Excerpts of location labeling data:
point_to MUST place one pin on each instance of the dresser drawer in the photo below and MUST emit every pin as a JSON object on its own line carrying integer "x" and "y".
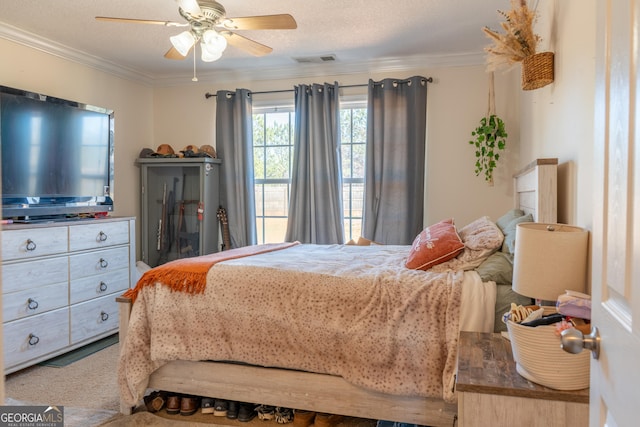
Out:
{"x": 35, "y": 336}
{"x": 99, "y": 285}
{"x": 98, "y": 262}
{"x": 30, "y": 302}
{"x": 34, "y": 242}
{"x": 92, "y": 318}
{"x": 97, "y": 235}
{"x": 19, "y": 276}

→ **TASK**
Could you change "dresser drawer" to "cabinet drawer" throughout the data above and give it again with everything else left as is? Leave the pictures out.

→ **COMPLETE ANSWER**
point_to MUST place one pin on each instance of the cabinet drawer in the photo below and MUST emit every pin as a JSON object on its own line carrying integer "x" and "y".
Out:
{"x": 35, "y": 336}
{"x": 99, "y": 285}
{"x": 98, "y": 262}
{"x": 30, "y": 302}
{"x": 34, "y": 242}
{"x": 92, "y": 318}
{"x": 97, "y": 235}
{"x": 19, "y": 276}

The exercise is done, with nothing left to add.